__Exercise task__: Recast the material below as a Markdown table with two columns, Row and Line. Put each line's number under Row and its text under Line, and skip any blank lines.

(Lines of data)
┌────────
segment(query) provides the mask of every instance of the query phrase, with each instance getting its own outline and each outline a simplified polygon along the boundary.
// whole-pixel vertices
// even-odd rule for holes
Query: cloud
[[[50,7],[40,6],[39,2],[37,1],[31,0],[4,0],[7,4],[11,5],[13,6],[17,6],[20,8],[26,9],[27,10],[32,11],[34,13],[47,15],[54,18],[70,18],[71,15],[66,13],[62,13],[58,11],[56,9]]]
└────────
__Result of the exercise__:
| Row | Line |
|---|---|
| 1 | segment(query) provides the mask of every instance of the query phrase, with each instance getting its own outline and each outline a simplified polygon along the boundary. |
| 2 | // whole-pixel vertices |
| 3 | // even-odd rule for holes |
| 4 | Query: cloud |
| 5 | [[[50,7],[40,6],[39,2],[37,1],[31,0],[4,0],[7,4],[11,5],[13,6],[17,6],[20,8],[26,9],[27,10],[32,11],[34,13],[47,15],[54,18],[70,18],[71,15],[66,13],[62,13],[58,11],[56,9]]] |